Start of RECORDS SHOWN
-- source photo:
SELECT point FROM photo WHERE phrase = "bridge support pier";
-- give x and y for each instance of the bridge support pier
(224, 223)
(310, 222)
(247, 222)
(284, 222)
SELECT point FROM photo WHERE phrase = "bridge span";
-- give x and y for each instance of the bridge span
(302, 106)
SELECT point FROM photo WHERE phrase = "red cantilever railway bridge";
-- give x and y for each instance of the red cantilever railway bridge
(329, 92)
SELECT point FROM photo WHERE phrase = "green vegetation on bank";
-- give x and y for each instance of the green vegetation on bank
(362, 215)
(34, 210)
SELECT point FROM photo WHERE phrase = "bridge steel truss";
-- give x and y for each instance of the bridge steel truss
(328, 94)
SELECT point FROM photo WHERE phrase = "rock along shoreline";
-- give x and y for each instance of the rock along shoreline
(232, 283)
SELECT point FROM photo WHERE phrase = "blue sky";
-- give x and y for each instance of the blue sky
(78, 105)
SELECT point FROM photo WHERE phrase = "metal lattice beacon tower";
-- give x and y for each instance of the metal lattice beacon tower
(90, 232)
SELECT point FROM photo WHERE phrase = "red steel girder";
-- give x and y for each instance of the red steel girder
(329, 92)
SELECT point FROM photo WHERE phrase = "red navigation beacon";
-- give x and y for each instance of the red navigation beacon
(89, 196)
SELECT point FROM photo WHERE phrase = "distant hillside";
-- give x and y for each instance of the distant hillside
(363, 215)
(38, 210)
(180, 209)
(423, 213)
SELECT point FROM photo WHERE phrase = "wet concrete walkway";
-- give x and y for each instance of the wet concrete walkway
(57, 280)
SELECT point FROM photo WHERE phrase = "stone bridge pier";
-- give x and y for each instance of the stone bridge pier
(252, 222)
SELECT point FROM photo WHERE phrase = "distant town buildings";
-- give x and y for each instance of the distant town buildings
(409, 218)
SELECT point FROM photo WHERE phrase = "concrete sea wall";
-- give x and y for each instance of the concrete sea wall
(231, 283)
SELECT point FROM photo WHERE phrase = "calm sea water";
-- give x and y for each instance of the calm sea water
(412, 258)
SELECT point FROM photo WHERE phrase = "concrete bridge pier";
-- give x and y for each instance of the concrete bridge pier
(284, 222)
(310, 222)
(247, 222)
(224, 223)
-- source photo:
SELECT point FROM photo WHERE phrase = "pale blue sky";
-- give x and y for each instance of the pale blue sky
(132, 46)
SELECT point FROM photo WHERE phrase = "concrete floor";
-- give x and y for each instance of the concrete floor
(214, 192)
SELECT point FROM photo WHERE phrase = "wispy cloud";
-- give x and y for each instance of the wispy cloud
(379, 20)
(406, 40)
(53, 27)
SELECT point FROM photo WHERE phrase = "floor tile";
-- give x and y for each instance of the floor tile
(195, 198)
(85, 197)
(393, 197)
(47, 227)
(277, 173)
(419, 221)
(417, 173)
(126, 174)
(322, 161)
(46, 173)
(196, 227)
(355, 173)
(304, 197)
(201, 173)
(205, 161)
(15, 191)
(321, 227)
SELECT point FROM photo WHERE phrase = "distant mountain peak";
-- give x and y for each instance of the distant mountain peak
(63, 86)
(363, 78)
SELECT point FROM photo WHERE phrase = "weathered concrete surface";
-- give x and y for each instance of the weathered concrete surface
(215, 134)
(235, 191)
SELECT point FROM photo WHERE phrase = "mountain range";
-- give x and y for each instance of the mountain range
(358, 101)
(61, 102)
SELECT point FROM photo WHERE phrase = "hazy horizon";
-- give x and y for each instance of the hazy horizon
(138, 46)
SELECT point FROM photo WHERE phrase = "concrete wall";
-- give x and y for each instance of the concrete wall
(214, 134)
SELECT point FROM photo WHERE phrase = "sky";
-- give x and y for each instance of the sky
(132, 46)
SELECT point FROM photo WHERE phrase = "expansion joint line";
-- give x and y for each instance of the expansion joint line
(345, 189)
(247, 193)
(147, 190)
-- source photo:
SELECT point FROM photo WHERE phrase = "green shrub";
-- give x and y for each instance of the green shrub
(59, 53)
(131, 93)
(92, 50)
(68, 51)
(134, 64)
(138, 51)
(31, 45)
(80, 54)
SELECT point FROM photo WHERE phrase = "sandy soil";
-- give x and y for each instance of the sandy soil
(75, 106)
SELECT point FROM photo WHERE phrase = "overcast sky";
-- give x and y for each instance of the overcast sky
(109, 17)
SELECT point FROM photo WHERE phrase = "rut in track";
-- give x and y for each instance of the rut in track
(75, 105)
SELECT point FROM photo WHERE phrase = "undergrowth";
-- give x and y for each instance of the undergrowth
End of RECORDS SHOWN
» WHAT IS BEING ASKED
Give the listing above again, word for word.

» OUTPUT OF THE EXERCISE
-- source photo:
SELECT point FROM photo WHERE phrase = "bridge support pier";
-- give x and y for each instance of the bridge support pier
(224, 223)
(310, 222)
(247, 222)
(284, 222)
SELECT point FROM photo WHERE phrase = "bridge span";
-- give x and y for each instance of the bridge span
(302, 106)
SELECT point FROM photo WHERE phrase = "red cantilever railway bridge";
-- give x and y for each instance of the red cantilever railway bridge
(329, 92)
SELECT point FROM photo WHERE phrase = "green vegetation on bank";
-- give x and y for each instance of the green vegetation on bank
(362, 215)
(34, 210)
SELECT point FROM photo WHERE phrase = "bridge steel truss";
-- give x and y for each instance of the bridge steel truss
(328, 94)
SELECT point FROM photo WHERE phrase = "rock along shoreline";
-- give x and y for each instance of the rock along shoreline
(232, 283)
SELECT point FROM photo WHERE phrase = "blue sky";
-- give x and y for each instance of the blue sky
(78, 105)
SELECT point FROM photo WHERE phrase = "metal lattice beacon tower";
-- give x and y for each instance of the metal lattice beacon tower
(90, 232)
SELECT point FROM photo WHERE phrase = "red steel girder";
-- give x and y for each instance of the red steel girder
(329, 92)
SELECT point FROM photo WHERE phrase = "red navigation beacon";
-- give x and y for each instance of the red navigation beacon
(89, 196)
SELECT point FROM photo WHERE phrase = "distant hillside";
-- give x and y for each instance of the distant hillside
(363, 215)
(38, 210)
(180, 209)
(423, 213)
SELECT point FROM photo WHERE phrase = "wet concrete walkway";
-- give x and y for each instance of the wet concrete walkway
(57, 280)
SELECT point FROM photo WHERE phrase = "stone bridge pier";
-- give x and y for each instance of the stone bridge pier
(252, 222)
SELECT point FROM photo WHERE phrase = "distant town buildings";
-- give x and y for each instance of the distant town buildings
(409, 218)
SELECT point FROM photo WHERE phrase = "concrete sea wall";
-- give x and y for each instance of the concrete sea wall
(231, 283)
SELECT point FROM photo WHERE phrase = "calm sea water";
-- give x and y for each instance of the calm sea water
(412, 258)
SELECT point FROM photo WHERE phrase = "concrete bridge pier";
-- give x and y for each instance of the concrete bridge pier
(284, 222)
(310, 222)
(247, 222)
(224, 223)
-- source photo:
SELECT point FROM photo WHERE phrase = "pale blue sky";
-- give x and y for each instance of the pale blue sky
(132, 46)
SELECT point FROM photo WHERE phrase = "concrete floor";
-- give x and y for each instance of the concrete floor
(214, 192)
SELECT point FROM photo WHERE phrase = "wispy cloud";
-- give x and y for each instance of the wispy cloud
(379, 20)
(406, 40)
(53, 27)
SELECT point FROM photo WHERE phrase = "floor tile";
-- give x and y for each instance of the floor tile
(195, 198)
(85, 197)
(393, 197)
(47, 227)
(277, 173)
(419, 221)
(417, 173)
(126, 174)
(322, 161)
(46, 173)
(196, 227)
(355, 173)
(304, 197)
(201, 173)
(205, 161)
(15, 191)
(321, 227)
SELECT point FROM photo WHERE phrase = "distant mountain peak";
-- give x and y for each instance of the distant mountain peak
(63, 86)
(363, 78)
SELECT point FROM photo WHERE phrase = "weathered concrete surface";
-- give x and y for each instance of the weathered concrete surface
(215, 134)
(235, 191)
SELECT point FROM photo WHERE phrase = "mountain range";
-- give x and y for each instance of the mountain range
(358, 101)
(61, 102)
SELECT point FROM photo WHERE phrase = "hazy horizon";
-- give x and y for each instance of the hazy horizon
(138, 46)
SELECT point FROM photo WHERE phrase = "concrete wall";
-- give x and y for each instance of the concrete wall
(214, 134)
SELECT point FROM photo WHERE phrase = "sky";
-- give x and y for each instance of the sky
(132, 46)
SELECT point FROM photo WHERE phrase = "expansion joint line";
-- give x and y for each instance of the expansion joint line
(345, 189)
(247, 193)
(147, 190)
-- source photo:
SELECT point FROM photo WHERE phrase = "green shrub";
-- give x and y for each instance of the green shrub
(59, 53)
(131, 93)
(92, 50)
(68, 51)
(134, 64)
(138, 51)
(31, 45)
(80, 54)
SELECT point FROM photo WHERE phrase = "sandy soil";
-- give x and y for each instance of the sandy soil
(75, 106)
SELECT point FROM photo WHERE phrase = "overcast sky";
-- give x and y for each instance of the overcast sky
(109, 17)
SELECT point FROM photo WHERE phrase = "rut in track";
-- give x and y for each instance of the rut in track
(75, 105)
SELECT point FROM photo WHERE phrase = "undergrowth";
-- give x and y for each instance of the undergrowth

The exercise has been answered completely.